This is part one of my interview with Tony Clement, exec chef of Roam. Part two of our chat will run in this space tomorrow.
A few months ago, when the former Wild Catch temporarily shuttered after then-executive chef Justin Brunson packed his knives and walked out, followed by numerous other staffers, including the kitchen line, owner Daniel Kuhlman was on the hunt for a new chef -- and he got lucky, because Tony Clement, who'd cooked alongside Frank Bonanno for nearly six years at Mizuna, was available -- and willing to take a risk on a restaurant that was weathering a wicked storm.
After Clement jumped on board, Wild Catch changed its name and concept, and now all roads leads to Roam, the title of which is indicative of Clement's meat-and-game-heavy menu -- and of his love of the outdoors: He lives on 200 acres of land in Evergreen, cooks at home in his wood-burning fireplace, and admits that his greatest triumph as a chef was learning how to slaughter animals.
But first he learned how to cook, which was an early hobby. "I definitely played around in the kitchen a lot as a kid, and my mom would take me to the library, and rather than getting a children's book, I'd always check out books from the cookbook section," remembers Clement, who also spent time learning the ropes at his aunt and uncle's cafe in New York. "Working there was my biggest inspiration, mainly because they allowed me to be creative and come up with a lot of recipes, which was super-exciting for a kid who was only fourteen."
One afternoon when he was messing around in the kitchen, Clement had a chat with his mom that gave him plenty of food for thought. "My mom and I were having a what-are-you-going-to-do-with-your-life? talk and she mentioned culinary school, which sounded cool," he recalls. It sounded cooler when he spotted a poster at his high school ballyhooing the Culinary Institute in Philadelphia: "I wanted to get out of the small town where I lived, and I figured that even if I didn't like culinary school, at least I'd learn how to cook better."
He liked it enough to stay the course and graduate, then bounced around kitchens in Philly for three years before heading to the Big Apple. "New York was the next big step; I wanted to learn to cook in fine-dining restaurants but didn't have the money to tour around Europe," Clement says, "so I staged at a few restaurants and ended up getting a job at an upscale American restaurant with a huge wine focus.

> _Instructions to follow_:
Write the next part of the Tony Clement interview, picking up right after its final sentence. The saved lines are separate material, unrelated to the Tony Clement interview.

(Saved entries)
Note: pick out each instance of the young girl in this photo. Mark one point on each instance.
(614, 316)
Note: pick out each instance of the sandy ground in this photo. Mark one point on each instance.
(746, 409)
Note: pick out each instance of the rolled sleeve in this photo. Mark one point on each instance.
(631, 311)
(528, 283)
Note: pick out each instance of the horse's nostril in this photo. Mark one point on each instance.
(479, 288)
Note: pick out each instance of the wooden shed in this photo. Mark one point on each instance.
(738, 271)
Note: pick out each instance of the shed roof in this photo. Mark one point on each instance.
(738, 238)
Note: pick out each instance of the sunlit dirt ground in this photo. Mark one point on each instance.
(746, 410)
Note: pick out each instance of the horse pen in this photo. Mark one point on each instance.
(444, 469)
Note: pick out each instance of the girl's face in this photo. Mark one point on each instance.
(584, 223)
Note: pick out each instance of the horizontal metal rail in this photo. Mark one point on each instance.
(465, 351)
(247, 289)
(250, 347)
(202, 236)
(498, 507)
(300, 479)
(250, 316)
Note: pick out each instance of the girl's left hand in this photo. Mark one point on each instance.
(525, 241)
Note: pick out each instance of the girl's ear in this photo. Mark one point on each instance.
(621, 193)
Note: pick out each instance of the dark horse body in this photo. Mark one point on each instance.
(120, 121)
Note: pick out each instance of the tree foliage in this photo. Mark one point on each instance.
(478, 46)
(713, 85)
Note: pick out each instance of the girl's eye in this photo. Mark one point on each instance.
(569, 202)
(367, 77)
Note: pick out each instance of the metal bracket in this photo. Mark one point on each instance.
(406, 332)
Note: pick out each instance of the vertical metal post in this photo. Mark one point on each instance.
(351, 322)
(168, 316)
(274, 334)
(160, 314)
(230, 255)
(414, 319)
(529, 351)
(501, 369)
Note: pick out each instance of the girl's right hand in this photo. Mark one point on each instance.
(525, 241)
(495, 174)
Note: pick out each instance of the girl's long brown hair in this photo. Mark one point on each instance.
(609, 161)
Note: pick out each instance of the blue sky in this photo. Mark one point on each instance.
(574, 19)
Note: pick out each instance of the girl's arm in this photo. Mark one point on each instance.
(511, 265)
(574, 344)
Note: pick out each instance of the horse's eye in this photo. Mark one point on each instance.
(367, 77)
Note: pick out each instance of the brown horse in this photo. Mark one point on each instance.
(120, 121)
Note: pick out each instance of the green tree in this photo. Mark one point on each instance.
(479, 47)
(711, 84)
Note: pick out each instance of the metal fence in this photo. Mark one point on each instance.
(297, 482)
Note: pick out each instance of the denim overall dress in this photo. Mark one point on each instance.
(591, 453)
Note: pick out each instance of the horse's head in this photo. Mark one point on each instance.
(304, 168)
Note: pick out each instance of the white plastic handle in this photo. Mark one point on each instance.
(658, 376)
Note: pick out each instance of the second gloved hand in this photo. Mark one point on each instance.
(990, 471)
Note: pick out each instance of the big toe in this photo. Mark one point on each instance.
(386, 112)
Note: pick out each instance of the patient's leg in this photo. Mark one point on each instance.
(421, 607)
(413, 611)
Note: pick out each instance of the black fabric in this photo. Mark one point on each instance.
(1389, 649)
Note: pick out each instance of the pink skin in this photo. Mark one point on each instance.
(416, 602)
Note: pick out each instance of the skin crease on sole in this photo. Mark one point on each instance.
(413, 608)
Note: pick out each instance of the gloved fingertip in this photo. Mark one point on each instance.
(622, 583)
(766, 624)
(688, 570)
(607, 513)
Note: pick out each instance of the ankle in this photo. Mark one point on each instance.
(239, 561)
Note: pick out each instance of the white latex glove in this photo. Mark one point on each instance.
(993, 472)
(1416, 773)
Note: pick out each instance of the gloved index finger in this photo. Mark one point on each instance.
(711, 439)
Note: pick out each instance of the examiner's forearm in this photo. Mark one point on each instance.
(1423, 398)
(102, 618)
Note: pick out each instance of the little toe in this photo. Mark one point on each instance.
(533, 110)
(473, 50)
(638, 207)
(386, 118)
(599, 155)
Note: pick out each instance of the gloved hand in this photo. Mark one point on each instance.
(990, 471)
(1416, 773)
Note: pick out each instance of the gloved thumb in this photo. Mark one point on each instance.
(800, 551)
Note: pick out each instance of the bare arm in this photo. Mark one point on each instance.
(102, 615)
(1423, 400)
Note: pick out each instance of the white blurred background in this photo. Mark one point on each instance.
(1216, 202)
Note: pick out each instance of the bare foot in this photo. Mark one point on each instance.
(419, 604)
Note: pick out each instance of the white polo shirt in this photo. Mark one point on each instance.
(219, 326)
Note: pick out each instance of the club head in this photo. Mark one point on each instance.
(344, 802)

> _Final answer_:
Between shifts, Clement was climbing boulders in Central Park, an extracurricular activity that was the impetus for moving to Colorado. "I got into rock climbing while I was living in Manhattan, and I knew that Colorado was the place to really get serious about it, plus my brother was living there and needed roommates, and Denver was becoming a great culinary scene, so I packed up and left," says Clement.
But after a month of summiting mammoth rocks, Clement had emptied his pockets of diversion money and needed a job. He staged at Mizuna, got hired and climbed his way up the food chain, eventually running the kitchen until Bonanno let him go. "Frank said I wasn't happy there -- and he was right. The bottom line is that there were a lot of promises that weren't kept, and six years is a long time to be in one kitchen," he says, then adds, "It was a good kitchen to work in, and I loved being around an all-star lineup of experienced guys."
Clement and his wife, Mandi, were on the East Coast for Thanksgiving when he received a text from Kuhlman. "He was looking for some help, so when I came back, we talked, and his story was compelling. I believe in this restaurant and want to do what I can to help keep it afloat," he says. "I have a lot of experience, and I'm confident that I can cook great, simple food."
In the following interview, Clement weighs in on living life on -- and off -- the land, explains why some farmers' markets should be ashamed of themselves, and reveals the odd food request from rapper Dr. Dre.
Six words to describe your food: A focus on quality ingredients and classic technique.
Ten words to describe you: I imagine flavors and enjoy the adventure of creating them.
Favorite ingredient: Tomatoes. They're versatile as well as diverse. Through many different cultures, we've created so many different tomatoes, and I truly believe anyone who says they don't like tomatoes hasn't tried many types. There really is something for everyone.
Best recent food find: Ribs in Kansas City. We recently did a little road-trip food tour on the way back from New York, where we had some great wings in Buffalo and awesome pizza in Chicago, but holy shit to the barbecue in Kansas City. If you ever go, you have to have the ribs at Oklahoma Joe's. It's gotta be the best food anywhere in the country that's sold in a gas station.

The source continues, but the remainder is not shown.